Stated exercise -> Revise the material below, replacing every occurrence of "outline each instance" with "trace every instance" and leaving all else unchanged. Omit the pictures from your answer.

Supplied data ->

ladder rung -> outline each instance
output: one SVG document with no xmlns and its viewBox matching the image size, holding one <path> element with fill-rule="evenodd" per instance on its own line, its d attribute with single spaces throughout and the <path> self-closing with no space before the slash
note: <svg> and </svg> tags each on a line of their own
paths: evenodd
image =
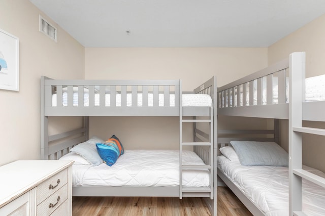
<svg viewBox="0 0 325 216">
<path fill-rule="evenodd" d="M 208 142 L 186 142 L 182 143 L 183 146 L 211 146 L 211 143 Z"/>
<path fill-rule="evenodd" d="M 294 174 L 299 176 L 311 182 L 325 188 L 325 179 L 302 169 L 294 169 Z"/>
<path fill-rule="evenodd" d="M 305 213 L 302 211 L 294 211 L 294 215 L 295 216 L 307 216 Z"/>
<path fill-rule="evenodd" d="M 210 187 L 183 187 L 183 192 L 211 192 Z"/>
<path fill-rule="evenodd" d="M 312 134 L 316 135 L 325 136 L 325 129 L 320 128 L 314 128 L 313 127 L 294 127 L 292 130 L 296 132 L 305 133 L 307 134 Z"/>
<path fill-rule="evenodd" d="M 184 169 L 211 169 L 210 165 L 182 165 L 182 168 Z"/>
<path fill-rule="evenodd" d="M 210 119 L 183 119 L 183 122 L 211 122 Z"/>
</svg>

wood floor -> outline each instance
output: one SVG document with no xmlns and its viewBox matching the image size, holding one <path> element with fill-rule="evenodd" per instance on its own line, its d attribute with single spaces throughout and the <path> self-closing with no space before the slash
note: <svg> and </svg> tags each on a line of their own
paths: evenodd
<svg viewBox="0 0 325 216">
<path fill-rule="evenodd" d="M 252 215 L 231 191 L 218 187 L 218 215 Z M 74 197 L 73 216 L 210 215 L 200 198 Z"/>
</svg>

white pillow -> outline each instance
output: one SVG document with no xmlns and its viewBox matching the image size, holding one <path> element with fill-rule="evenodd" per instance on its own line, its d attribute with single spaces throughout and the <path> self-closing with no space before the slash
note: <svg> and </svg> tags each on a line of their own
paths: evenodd
<svg viewBox="0 0 325 216">
<path fill-rule="evenodd" d="M 83 157 L 93 166 L 98 166 L 103 163 L 103 160 L 97 151 L 96 145 L 92 143 L 87 142 L 80 143 L 70 149 L 70 151 Z"/>
<path fill-rule="evenodd" d="M 225 146 L 220 148 L 220 151 L 225 157 L 232 161 L 238 161 L 239 158 L 235 149 L 232 146 Z"/>
<path fill-rule="evenodd" d="M 104 140 L 94 136 L 91 138 L 87 141 L 87 143 L 91 143 L 93 145 L 95 145 L 97 143 L 103 143 L 105 142 Z"/>
<path fill-rule="evenodd" d="M 59 160 L 74 160 L 74 165 L 90 165 L 87 160 L 75 152 L 70 152 L 61 157 Z"/>
</svg>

Solved problem ->
ladder rung -> trace every instance
output: one SVG document with no xmlns and its viewBox matching the image size, holding one <path> element with fill-rule="evenodd" per instance on its own line, its d attribute with single spaces throughout and the <path> self-closing with no space before the slash
note: <svg> and </svg> tags each on a line of their own
paths: evenodd
image =
<svg viewBox="0 0 325 216">
<path fill-rule="evenodd" d="M 208 142 L 186 142 L 182 143 L 183 146 L 211 146 L 211 143 Z"/>
<path fill-rule="evenodd" d="M 294 174 L 299 176 L 311 182 L 325 188 L 325 179 L 302 169 L 294 169 Z"/>
<path fill-rule="evenodd" d="M 305 213 L 302 211 L 294 211 L 294 215 L 295 216 L 307 216 Z"/>
<path fill-rule="evenodd" d="M 210 187 L 183 187 L 183 192 L 211 192 Z"/>
<path fill-rule="evenodd" d="M 312 134 L 316 135 L 325 136 L 325 129 L 320 128 L 314 128 L 313 127 L 294 127 L 292 130 L 296 132 L 305 133 L 307 134 Z"/>
<path fill-rule="evenodd" d="M 184 169 L 211 169 L 210 165 L 182 165 L 182 168 Z"/>
<path fill-rule="evenodd" d="M 210 119 L 183 119 L 183 122 L 211 122 Z"/>
</svg>

wood floor -> trace every instance
output: one SVG document with no xmlns and its viewBox matching the image size, holding one <path> element with fill-rule="evenodd" per instance on its own line, its d attribute with single spaces throughout and the <path> self-closing with no space before the slash
note: <svg> and </svg> tags each on a line of their own
paths: evenodd
<svg viewBox="0 0 325 216">
<path fill-rule="evenodd" d="M 252 215 L 231 191 L 218 187 L 218 215 Z M 74 197 L 73 216 L 210 215 L 200 198 Z"/>
</svg>

white pillow -> trace every instance
output: one SVG document with no xmlns and its viewBox matching the image size, holding one <path> element with fill-rule="evenodd" per instance on its own line, its d attribute with single spaces throughout and the <path> self-closing with no space before the slash
note: <svg> and </svg> tags each on a line of their own
paths: evenodd
<svg viewBox="0 0 325 216">
<path fill-rule="evenodd" d="M 83 157 L 93 166 L 98 166 L 103 163 L 103 160 L 97 151 L 96 145 L 92 143 L 87 142 L 80 143 L 70 149 L 70 151 Z"/>
<path fill-rule="evenodd" d="M 225 146 L 220 148 L 220 151 L 225 157 L 232 161 L 238 161 L 239 158 L 235 149 L 232 146 Z"/>
<path fill-rule="evenodd" d="M 104 140 L 94 136 L 91 138 L 87 141 L 87 143 L 91 143 L 93 145 L 95 145 L 97 143 L 103 143 L 105 142 Z"/>
<path fill-rule="evenodd" d="M 59 160 L 74 160 L 74 165 L 90 165 L 87 160 L 75 152 L 70 152 L 61 157 Z"/>
</svg>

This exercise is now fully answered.